- Excerto fornecido -
=-=-=

Eric Nepomuceno publicou o primeiro livro de contos em 1997. Por essa altura, já tinha editados quatro livros de não-ficção, fruto das suas deambulações pelo jornalismo e pelo mundo. Seguiram-se outros e ainda dezenas de traduções que o estabeleceram como um dos tradutores brasileiros mais importantes, sobretudo devido à divulgação que tem feito, desde os anos 60, dos autores mais importantes da América Latina, como Julio Cortázar, Juan Rulfo, Gabriel García Márquez ou Eduardo Galeano.
Por esse trabalho — que sempre fez por “afeto” e por amor aos seus amigos — recebeu três prémios Jabuti, o mais importante galardão literário do Brasil. Nome bem conhecido no meio literário brasileiro, o escritor viu, porém, a sua apresentação ao público português ser adiada até muito recentemente: foi só este ano que saiu em Portugal o seu primeiro livro de contos, Bangladesh, talvez e outras histórias, publicado a 1 de fevereiro pela Porto Editora. A estreia é especialmente tardia para alguém que viu o seu trabalho ser primeiramente traduzido e publicado noutros países antes de chegar à terra de Camões. Mas Eric Nepomuceno não está preocupado com isso. “As coisas acontecem, n’é?”

=-=-=

Copie, do texto sobre Eric Nepomuceno acima, o trecho que começa nas palavras "Eric Nepomuceno publicou" e termina depois de "ou Eduardo Galeano.".

- Dados brutos -
=-=-=

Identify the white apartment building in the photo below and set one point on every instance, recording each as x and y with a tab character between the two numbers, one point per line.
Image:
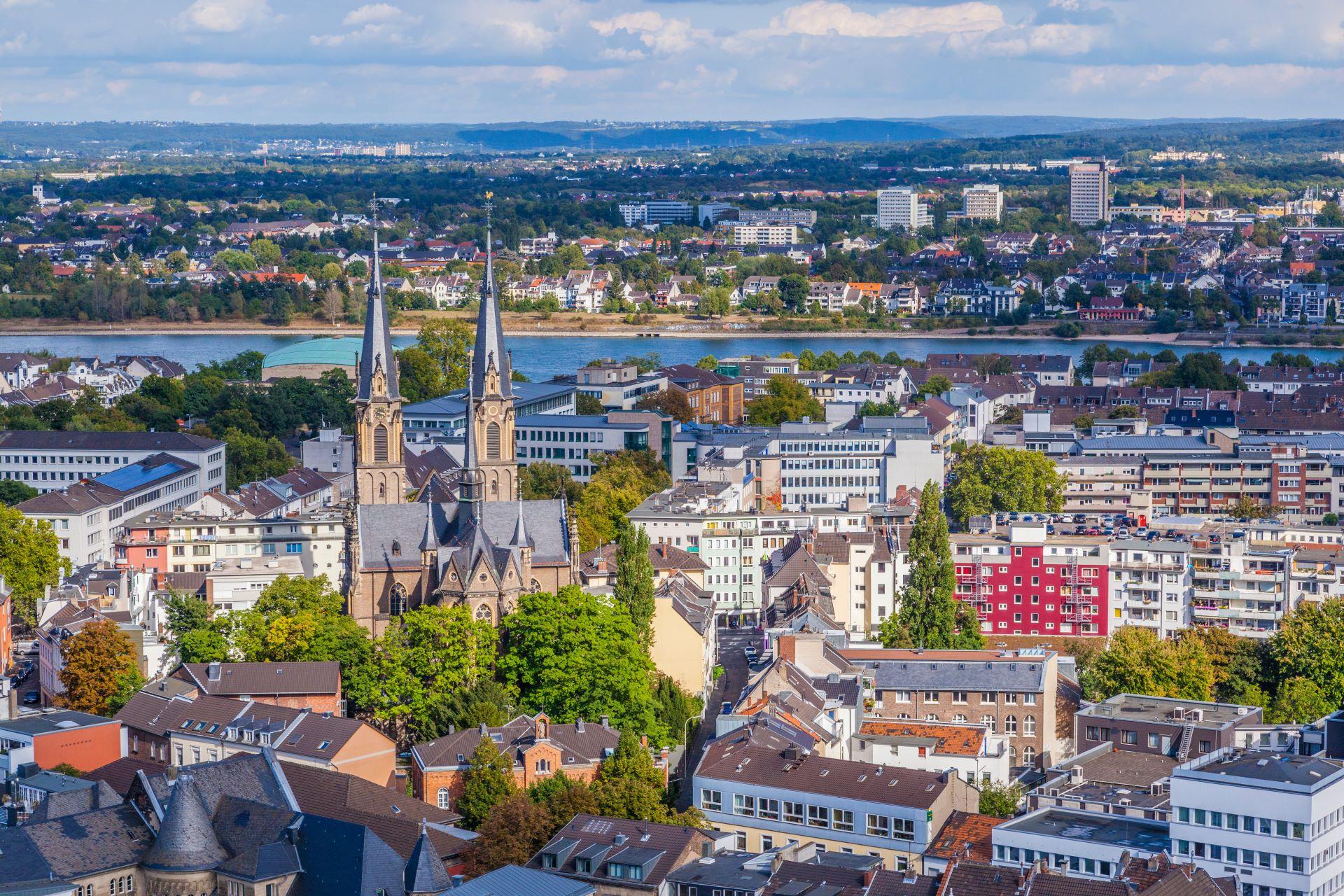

=-=-=

- Resposta ao exercício -
Eric Nepomuceno publicou o primeiro livro de contos em 1997. Por essa altura, já tinha editados quatro livros de não-ficção, fruto das suas deambulações pelo jornalismo e pelo mundo. Seguiram-se outros e ainda dezenas de traduções que o estabeleceram como um dos tradutores brasileiros mais importantes, sobretudo devido à divulgação que tem feito, desde os anos 60, dos autores mais importantes da América Latina, como Julio Cortázar, Juan Rulfo, Gabriel García Márquez ou Eduardo Galeano.